**INSTRUCTIONS FOR THE TASK**. Extract, exactly as written, all lines of the material below from the line that includes "In the photo above, each instance of the wet" through its last line.

* BEGIN MATERIAL SHOWN *

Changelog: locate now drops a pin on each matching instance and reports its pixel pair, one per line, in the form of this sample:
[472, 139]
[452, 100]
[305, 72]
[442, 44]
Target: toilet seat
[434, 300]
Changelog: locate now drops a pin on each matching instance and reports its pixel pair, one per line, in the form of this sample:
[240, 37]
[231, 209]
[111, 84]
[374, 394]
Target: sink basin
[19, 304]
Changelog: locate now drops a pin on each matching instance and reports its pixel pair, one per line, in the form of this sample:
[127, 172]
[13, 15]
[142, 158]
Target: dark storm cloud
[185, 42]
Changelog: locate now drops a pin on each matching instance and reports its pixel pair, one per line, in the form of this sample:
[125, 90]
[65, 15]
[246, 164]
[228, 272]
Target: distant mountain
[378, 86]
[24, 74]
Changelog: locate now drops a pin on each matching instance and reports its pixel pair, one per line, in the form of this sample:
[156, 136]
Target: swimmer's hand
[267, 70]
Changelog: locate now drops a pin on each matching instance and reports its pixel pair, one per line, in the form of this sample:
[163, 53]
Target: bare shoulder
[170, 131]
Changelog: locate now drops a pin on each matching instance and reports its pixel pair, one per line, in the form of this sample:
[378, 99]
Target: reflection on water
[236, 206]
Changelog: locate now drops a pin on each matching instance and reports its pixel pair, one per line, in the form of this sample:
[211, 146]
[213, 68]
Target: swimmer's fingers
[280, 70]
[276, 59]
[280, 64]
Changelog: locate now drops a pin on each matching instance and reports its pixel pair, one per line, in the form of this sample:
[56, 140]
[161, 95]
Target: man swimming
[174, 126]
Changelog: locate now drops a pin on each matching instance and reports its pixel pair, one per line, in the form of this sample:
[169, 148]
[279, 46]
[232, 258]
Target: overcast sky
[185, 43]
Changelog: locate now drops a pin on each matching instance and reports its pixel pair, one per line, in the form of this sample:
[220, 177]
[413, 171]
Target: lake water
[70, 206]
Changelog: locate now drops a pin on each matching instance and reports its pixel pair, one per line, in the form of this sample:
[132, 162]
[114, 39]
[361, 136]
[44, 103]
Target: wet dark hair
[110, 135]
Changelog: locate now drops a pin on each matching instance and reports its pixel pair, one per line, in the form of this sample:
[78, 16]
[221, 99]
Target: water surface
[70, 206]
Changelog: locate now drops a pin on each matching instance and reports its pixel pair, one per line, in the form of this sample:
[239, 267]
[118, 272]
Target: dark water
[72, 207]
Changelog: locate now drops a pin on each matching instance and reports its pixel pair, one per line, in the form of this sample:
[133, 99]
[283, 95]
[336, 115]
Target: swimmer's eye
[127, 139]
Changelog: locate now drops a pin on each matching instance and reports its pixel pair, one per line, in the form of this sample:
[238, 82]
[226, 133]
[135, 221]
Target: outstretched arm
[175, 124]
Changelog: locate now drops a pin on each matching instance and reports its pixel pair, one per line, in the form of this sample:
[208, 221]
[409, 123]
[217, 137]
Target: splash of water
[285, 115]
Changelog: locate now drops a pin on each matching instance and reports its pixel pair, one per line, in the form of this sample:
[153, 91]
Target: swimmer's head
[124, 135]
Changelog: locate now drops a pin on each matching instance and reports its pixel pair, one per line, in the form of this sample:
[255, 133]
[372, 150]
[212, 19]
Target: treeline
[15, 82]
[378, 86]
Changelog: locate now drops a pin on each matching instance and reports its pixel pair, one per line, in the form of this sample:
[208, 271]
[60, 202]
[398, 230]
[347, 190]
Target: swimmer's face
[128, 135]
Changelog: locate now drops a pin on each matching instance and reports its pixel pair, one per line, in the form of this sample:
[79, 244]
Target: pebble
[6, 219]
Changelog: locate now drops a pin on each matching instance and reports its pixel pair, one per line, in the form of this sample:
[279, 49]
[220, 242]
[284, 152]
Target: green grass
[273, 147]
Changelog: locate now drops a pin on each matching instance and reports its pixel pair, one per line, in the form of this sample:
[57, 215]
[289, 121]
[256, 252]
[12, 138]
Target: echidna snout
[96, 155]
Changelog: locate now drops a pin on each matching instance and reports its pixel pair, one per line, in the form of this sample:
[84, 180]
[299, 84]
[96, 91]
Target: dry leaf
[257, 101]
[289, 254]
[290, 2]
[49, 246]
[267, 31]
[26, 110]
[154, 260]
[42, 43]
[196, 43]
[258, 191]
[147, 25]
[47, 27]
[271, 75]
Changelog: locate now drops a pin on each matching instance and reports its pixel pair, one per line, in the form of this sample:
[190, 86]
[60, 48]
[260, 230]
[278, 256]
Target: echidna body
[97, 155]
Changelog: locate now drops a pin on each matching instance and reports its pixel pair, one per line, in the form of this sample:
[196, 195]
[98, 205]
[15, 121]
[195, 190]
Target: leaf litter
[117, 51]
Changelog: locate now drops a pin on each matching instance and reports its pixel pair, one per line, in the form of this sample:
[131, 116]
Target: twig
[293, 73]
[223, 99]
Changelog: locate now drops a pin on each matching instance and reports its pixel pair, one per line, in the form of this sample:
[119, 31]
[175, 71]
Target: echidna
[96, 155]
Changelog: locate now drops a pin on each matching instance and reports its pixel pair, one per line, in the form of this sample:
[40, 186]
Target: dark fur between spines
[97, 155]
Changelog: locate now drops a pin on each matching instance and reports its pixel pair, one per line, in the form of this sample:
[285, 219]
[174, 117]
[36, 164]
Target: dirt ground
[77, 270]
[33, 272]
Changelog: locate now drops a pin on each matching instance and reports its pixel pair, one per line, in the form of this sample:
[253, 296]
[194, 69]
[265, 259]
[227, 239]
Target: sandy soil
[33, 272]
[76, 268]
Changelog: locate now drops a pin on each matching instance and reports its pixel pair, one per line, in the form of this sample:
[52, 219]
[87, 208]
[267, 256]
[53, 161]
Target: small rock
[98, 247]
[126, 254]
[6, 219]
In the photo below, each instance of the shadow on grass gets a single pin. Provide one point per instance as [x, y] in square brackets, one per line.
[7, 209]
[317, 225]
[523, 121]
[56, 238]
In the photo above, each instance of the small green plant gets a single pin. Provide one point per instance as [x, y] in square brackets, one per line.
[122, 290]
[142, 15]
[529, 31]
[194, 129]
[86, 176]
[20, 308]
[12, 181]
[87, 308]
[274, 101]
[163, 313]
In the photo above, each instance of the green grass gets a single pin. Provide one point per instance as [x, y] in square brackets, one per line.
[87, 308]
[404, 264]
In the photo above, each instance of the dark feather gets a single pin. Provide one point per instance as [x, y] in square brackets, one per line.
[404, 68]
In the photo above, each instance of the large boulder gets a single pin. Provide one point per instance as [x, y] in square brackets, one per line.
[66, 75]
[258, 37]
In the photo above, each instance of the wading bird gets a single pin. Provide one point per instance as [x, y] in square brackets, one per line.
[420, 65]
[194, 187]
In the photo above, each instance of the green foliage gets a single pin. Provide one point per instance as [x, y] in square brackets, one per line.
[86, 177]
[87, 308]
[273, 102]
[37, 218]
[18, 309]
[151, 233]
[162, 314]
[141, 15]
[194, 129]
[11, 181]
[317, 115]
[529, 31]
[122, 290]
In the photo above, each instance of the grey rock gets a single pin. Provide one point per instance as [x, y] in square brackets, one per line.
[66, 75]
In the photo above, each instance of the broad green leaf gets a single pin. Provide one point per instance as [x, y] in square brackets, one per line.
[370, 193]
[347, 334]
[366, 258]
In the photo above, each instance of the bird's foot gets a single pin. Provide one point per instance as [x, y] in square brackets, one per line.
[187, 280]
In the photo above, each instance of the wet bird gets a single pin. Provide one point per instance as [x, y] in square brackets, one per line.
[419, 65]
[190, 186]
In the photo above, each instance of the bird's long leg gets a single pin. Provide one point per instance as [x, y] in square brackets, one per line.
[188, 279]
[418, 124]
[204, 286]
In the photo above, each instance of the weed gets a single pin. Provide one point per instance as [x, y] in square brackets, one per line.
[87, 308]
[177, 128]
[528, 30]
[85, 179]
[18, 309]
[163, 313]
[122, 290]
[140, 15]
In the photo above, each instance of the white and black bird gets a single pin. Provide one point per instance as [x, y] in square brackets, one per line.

* END MATERIAL SHOWN *

**SOLUTION TO THIS TASK**.
In the photo above, each instance of the wet bird gets a single pin. Provide one point per instance as [x, y] in square brackets, one per line.
[419, 65]
[190, 186]
In the photo above, each instance of the bird's long leg gets a single pin. Provide one point per instance as [x, y] in square brackets, one per line.
[188, 279]
[418, 124]
[204, 286]
In the photo above, each instance of the weed gets a single pin. Provide one point per instance as [x, y] in square brackets, one per line.
[87, 308]
[177, 128]
[528, 30]
[85, 179]
[18, 309]
[163, 313]
[122, 290]
[140, 15]
In the photo above, each instance of the white and black bird gets a single pin. Provide one point per instance as [x, y] in square brackets, one per line.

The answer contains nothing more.